*Task objective*.
Answer these from the passage on Xbox One backwards compatibility:
(a) What did Microsoft leave as a per-game decision?
(b) How were the cheap or free upgrades to "Remastered" versions often offered?
(c) What builds were publishers able to "upgrade" to with some "Remastered" versions?

Admittedly, the Xbox One still has a number of games that instead of showing
up in the Backwards Compatibility library, encouraged repurchases for
"Remastered" versions. Microsoft left that as a per-game decision to support
BC or not, and whether or not to release a "Remastered" version. In some
cases, Microsoft worked with the Publishers to help upgrade would-be BC owners
to "Remastered" versions for cheap or for free (though often only through time
limited deals and sales, so obviously not all owners benefitted in every
case). Arguably one of the benefits in the case of some of the "Remastered"
versions has been that publishers were given the chance to "upgrade" from
custom ARM builds for the 360 to nearly the exact same x64 builds they run on
Windows, further moving more of the library directly (and literally) to the
"PC model".

*Data block*.
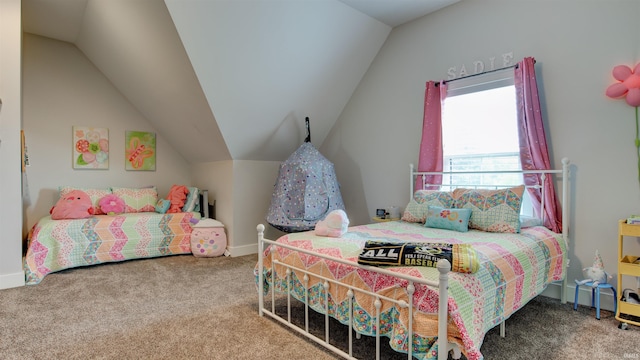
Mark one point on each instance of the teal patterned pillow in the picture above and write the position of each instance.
(492, 210)
(416, 210)
(448, 219)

*Your response*.
(a) Whether to support backwards compatibility, and whether to release a "Remastered" version.
(b) Through time-limited deals and sales.
(c) Nearly the exact same x64 builds they run on Windows.